PROVIDED ENTRIES section start
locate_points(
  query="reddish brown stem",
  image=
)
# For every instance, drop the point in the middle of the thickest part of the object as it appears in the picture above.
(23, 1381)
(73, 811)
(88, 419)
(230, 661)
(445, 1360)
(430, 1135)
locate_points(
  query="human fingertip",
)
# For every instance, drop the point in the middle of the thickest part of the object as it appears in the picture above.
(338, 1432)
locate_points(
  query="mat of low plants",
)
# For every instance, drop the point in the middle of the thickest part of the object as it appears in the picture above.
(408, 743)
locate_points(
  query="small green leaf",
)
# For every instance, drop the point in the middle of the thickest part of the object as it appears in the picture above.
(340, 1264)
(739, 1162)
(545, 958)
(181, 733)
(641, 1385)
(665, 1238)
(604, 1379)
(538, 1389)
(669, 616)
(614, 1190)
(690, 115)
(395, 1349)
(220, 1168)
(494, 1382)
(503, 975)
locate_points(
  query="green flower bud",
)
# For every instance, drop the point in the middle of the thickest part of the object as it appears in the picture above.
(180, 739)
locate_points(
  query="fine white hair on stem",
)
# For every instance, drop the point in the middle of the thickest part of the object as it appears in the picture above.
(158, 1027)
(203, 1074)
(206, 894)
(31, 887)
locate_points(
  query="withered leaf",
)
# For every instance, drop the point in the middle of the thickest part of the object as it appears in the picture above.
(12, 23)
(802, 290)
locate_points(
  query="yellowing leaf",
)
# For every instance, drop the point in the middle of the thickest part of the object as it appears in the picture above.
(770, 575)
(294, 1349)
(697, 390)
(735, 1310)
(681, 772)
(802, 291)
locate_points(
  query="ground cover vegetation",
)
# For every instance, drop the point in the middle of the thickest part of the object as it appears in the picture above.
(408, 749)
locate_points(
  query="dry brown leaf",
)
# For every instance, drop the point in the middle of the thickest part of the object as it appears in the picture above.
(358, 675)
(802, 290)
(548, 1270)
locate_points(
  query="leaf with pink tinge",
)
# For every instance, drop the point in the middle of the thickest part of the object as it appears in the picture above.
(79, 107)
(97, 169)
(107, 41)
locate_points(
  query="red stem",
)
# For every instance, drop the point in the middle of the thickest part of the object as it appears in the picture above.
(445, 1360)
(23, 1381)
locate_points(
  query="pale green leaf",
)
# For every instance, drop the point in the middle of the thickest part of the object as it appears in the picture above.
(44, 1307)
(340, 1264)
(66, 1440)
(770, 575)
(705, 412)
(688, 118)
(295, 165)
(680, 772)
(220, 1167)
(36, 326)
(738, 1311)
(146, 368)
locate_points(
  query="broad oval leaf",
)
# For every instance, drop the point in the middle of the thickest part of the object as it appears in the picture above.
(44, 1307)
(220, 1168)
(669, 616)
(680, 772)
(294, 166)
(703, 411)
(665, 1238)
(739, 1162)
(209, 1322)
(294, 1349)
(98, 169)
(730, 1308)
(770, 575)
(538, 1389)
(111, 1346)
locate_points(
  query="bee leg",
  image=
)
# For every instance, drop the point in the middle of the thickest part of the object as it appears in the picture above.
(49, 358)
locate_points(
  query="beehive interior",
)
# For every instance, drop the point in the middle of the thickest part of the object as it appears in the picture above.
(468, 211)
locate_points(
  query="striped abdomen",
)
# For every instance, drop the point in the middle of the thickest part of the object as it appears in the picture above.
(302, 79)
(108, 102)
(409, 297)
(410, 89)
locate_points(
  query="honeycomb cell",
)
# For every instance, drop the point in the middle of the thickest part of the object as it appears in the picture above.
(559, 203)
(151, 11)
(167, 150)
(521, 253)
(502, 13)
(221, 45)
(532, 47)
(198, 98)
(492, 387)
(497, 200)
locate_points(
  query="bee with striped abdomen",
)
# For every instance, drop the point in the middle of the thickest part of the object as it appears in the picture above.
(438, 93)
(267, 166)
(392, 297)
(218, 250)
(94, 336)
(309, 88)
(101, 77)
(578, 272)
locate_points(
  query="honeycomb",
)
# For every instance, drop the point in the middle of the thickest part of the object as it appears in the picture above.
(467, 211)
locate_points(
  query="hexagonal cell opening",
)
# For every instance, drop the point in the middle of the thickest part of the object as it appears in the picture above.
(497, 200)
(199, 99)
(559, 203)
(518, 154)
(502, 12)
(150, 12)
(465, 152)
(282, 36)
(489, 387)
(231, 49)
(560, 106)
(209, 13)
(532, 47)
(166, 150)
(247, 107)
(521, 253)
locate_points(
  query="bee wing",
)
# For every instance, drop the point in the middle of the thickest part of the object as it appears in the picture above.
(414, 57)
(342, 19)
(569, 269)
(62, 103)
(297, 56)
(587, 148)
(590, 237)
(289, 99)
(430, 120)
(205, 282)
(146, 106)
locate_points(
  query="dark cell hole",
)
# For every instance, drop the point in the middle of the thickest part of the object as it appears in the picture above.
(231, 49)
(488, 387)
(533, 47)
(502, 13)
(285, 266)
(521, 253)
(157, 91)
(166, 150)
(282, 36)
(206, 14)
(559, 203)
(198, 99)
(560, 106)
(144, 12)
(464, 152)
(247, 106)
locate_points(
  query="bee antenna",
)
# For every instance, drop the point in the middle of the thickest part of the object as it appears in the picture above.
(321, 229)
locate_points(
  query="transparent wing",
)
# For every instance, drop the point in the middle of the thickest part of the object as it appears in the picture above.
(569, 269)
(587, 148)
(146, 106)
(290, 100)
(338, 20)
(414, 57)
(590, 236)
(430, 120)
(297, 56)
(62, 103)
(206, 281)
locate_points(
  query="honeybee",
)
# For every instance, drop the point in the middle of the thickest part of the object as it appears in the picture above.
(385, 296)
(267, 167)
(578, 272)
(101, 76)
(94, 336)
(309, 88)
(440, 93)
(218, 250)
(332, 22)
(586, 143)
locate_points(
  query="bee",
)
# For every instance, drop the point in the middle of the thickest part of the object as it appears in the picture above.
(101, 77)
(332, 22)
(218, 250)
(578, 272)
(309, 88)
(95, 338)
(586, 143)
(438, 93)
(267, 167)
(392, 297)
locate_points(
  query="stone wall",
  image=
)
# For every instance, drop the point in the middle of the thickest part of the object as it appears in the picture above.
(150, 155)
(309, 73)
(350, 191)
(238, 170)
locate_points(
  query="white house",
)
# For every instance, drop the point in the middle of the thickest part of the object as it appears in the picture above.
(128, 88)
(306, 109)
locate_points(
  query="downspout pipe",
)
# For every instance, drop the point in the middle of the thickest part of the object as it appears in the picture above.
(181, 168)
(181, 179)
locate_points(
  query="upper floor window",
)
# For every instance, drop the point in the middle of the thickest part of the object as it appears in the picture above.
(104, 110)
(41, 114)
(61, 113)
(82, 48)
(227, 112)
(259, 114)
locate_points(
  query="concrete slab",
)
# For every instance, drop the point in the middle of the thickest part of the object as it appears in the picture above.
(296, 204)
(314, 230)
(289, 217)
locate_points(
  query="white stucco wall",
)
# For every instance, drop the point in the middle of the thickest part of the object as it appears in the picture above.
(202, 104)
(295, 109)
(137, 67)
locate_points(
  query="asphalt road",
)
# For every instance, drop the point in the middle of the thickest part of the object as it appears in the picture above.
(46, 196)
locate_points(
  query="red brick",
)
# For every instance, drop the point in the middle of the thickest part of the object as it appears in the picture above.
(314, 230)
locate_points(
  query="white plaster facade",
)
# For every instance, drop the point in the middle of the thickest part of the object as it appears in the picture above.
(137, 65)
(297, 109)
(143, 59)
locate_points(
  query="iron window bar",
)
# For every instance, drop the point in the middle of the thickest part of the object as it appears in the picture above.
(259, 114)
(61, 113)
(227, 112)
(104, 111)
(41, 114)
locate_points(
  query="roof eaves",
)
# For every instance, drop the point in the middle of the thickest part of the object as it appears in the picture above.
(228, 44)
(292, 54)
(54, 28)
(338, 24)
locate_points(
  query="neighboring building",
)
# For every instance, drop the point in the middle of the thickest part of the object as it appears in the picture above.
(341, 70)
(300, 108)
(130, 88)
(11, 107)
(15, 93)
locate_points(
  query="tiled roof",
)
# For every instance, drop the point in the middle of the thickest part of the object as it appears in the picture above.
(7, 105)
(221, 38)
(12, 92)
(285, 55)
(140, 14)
PROVIDED ENTRIES section end
> **TASK PROMPT**
For the string "abdomen", search the preceding data and copy every line that includes it.

> **OUTPUT OF THE EXERCISE**
  query="striped abdomen",
  query="bee with striped abdomen",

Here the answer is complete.